- DIRECTION
Reproduce everything from the line containing "of the glowing" down to the line containing "[[303, 337], [143, 123]]", both lines included and the requests kept unchanged. In the answers, multiply each x and y coordinate by 1.05 and round it to a whole number, rounding halves up.

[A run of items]
━━━━

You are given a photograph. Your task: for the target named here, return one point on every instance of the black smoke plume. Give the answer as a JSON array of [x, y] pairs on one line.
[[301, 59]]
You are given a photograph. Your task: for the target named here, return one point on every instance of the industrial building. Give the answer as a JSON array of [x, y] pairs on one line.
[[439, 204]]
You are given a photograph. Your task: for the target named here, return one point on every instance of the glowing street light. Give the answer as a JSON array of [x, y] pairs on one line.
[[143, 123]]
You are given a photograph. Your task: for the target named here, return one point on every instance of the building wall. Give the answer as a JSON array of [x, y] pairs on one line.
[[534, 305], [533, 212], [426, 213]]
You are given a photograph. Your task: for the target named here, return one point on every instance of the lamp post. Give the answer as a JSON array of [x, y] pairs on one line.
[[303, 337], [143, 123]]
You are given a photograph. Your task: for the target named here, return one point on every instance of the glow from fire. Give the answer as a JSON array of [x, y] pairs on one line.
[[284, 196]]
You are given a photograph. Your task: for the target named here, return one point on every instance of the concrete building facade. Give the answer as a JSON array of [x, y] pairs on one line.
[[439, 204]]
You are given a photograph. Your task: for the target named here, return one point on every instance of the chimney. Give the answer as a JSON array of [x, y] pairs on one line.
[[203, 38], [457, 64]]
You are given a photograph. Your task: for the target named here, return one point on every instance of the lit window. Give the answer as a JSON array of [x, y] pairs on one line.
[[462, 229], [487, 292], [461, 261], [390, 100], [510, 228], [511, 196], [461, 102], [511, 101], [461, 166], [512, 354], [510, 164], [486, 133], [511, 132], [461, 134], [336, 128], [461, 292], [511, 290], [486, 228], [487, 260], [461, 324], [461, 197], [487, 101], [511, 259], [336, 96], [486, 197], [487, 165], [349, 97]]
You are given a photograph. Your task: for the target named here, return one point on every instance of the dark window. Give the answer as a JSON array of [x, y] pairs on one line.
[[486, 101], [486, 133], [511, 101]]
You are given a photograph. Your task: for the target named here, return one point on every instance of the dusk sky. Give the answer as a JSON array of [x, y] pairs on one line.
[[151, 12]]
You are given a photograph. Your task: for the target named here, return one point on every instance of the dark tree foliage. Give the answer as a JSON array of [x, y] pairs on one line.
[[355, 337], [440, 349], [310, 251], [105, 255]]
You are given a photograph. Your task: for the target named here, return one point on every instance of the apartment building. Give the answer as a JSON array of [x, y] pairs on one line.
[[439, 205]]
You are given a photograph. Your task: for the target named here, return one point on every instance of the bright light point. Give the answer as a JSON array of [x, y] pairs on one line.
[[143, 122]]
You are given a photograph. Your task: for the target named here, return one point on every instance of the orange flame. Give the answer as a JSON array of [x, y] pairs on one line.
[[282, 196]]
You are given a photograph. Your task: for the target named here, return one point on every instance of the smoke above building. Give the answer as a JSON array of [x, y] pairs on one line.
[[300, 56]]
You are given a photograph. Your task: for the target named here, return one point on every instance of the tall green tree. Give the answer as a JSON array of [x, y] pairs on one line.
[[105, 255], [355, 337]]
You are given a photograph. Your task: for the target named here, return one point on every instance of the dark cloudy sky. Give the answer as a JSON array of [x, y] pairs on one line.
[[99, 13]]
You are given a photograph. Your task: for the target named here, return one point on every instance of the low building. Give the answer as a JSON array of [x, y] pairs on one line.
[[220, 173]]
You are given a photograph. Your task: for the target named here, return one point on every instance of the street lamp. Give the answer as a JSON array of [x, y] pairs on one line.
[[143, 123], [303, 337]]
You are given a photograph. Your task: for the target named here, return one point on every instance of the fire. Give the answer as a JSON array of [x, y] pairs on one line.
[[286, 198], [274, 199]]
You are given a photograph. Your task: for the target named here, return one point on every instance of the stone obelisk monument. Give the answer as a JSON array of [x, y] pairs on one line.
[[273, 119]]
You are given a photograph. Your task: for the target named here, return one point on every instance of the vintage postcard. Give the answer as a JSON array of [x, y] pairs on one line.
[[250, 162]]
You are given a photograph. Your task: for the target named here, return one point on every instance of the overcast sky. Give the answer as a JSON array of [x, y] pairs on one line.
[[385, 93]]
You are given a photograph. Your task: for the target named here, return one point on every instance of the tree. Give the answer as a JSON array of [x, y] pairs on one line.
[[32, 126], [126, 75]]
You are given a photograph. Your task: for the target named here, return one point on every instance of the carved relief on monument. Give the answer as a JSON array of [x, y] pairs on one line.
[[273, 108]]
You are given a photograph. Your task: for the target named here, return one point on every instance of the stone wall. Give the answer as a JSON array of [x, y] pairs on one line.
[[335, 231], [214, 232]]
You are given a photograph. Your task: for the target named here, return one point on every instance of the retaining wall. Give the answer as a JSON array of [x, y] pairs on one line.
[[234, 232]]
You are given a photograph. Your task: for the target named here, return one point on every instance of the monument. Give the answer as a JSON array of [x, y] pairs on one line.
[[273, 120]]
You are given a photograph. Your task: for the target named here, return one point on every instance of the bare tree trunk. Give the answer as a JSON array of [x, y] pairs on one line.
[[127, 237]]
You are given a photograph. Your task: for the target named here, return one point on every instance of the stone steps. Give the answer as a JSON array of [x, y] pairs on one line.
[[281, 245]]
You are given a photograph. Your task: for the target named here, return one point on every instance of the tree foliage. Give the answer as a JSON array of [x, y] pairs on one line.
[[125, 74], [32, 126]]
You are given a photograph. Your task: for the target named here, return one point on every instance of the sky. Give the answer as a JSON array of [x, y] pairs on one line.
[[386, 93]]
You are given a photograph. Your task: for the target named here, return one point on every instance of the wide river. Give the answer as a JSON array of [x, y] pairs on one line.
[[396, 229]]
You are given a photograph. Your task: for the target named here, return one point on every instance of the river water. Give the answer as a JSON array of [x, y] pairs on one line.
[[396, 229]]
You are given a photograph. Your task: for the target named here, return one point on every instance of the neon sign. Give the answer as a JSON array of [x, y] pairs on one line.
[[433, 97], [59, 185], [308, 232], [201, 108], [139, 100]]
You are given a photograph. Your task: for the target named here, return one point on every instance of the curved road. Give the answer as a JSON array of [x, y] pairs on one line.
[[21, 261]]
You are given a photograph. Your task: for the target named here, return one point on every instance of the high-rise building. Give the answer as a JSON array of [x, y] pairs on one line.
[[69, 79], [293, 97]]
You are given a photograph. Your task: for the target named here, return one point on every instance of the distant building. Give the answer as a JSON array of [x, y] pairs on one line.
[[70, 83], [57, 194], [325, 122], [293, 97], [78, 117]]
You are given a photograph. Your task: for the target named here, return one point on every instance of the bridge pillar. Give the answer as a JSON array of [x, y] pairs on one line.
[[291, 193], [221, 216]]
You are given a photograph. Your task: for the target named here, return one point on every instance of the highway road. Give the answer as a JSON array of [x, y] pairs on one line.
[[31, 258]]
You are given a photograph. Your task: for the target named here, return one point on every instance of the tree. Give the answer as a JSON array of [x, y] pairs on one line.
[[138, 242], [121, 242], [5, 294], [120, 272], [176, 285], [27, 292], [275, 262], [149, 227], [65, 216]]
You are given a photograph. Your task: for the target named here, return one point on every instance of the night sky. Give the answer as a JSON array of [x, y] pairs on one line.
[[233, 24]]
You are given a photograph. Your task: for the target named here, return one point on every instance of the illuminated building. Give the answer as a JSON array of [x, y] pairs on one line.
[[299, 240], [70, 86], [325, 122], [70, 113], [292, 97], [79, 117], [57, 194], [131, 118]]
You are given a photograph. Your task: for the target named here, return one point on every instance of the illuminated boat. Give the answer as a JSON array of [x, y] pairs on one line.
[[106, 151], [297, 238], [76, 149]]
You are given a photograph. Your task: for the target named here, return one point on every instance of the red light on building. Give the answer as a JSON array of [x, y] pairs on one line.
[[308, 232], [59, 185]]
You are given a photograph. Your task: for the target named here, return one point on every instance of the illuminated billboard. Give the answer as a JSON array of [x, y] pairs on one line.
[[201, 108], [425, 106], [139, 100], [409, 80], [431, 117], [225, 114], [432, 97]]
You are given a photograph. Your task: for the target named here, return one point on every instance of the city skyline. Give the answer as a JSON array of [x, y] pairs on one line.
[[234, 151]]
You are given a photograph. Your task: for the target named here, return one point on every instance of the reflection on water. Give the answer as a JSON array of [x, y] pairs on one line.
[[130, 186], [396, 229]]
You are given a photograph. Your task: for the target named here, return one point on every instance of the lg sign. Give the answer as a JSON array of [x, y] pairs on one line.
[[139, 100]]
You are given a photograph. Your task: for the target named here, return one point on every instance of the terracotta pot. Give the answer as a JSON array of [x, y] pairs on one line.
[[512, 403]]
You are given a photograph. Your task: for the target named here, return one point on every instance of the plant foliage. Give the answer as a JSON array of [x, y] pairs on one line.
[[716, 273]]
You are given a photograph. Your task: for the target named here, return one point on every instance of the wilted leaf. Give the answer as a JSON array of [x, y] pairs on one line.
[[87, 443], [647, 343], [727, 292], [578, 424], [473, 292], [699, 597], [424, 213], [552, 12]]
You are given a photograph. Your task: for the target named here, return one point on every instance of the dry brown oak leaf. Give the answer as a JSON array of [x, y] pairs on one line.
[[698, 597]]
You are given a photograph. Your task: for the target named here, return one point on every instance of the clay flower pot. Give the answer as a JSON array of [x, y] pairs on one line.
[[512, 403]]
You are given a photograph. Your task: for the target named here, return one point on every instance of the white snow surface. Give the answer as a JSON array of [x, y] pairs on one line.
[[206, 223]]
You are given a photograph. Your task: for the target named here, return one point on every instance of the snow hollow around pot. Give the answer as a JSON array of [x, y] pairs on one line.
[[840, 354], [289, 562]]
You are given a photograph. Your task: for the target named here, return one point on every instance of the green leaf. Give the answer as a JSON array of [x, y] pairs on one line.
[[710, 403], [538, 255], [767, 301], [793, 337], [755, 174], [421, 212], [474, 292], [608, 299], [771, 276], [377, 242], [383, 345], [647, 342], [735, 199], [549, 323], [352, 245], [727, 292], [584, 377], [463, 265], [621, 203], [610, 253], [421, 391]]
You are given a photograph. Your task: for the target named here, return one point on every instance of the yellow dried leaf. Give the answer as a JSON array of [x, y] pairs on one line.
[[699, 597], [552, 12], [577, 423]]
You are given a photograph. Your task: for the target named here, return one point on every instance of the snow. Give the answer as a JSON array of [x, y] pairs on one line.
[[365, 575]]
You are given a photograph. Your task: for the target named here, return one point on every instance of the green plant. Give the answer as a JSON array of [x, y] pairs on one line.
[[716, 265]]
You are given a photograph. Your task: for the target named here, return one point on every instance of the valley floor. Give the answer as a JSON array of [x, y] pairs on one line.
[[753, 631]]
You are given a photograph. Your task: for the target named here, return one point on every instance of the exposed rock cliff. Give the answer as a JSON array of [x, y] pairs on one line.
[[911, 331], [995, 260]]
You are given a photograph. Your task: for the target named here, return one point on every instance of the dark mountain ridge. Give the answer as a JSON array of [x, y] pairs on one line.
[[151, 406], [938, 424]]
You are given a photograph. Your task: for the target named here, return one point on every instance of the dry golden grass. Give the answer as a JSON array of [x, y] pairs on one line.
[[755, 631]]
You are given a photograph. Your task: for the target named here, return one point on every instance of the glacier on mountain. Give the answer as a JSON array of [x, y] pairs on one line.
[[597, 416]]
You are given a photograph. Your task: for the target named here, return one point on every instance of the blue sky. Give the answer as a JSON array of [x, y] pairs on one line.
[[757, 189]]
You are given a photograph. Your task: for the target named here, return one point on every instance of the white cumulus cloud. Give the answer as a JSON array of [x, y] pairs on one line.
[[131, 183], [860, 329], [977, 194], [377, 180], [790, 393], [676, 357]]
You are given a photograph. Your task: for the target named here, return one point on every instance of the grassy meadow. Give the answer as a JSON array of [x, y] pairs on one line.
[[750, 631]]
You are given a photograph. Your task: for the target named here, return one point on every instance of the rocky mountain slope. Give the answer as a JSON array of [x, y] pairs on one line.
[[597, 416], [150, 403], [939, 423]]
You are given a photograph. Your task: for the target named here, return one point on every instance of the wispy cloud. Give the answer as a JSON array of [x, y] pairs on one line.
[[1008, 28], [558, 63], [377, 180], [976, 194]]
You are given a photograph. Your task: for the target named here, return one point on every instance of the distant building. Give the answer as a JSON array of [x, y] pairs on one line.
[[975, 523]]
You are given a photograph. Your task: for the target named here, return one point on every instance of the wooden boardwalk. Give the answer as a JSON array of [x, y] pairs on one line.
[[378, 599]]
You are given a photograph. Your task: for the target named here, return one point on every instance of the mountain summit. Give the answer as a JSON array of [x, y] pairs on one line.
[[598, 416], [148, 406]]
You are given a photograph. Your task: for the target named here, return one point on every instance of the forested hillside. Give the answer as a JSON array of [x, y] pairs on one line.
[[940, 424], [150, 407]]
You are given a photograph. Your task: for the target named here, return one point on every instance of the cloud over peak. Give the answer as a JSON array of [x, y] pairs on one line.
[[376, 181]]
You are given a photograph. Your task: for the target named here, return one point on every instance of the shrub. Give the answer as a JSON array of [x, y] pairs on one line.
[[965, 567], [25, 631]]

━━━━

- CORRECT ANSWER
You are given a photograph. Your task: for the target named here, return one point on every instance of the glowing street light. Give the answer as a JSON array of [x, y] pairs on one line.
[[150, 129]]
You are given a photograph. Your task: for the target named here, return one point on every instance of the building wall. Give the answer as a JSON array of [x, y] pairs on one line.
[[561, 320], [560, 223], [447, 224]]
You are given a photograph. Your task: for the target named here, return one point on every instance of the lamp post. Give the answer as a JSON array of [x, y] pairs on one line.
[[318, 354], [150, 129]]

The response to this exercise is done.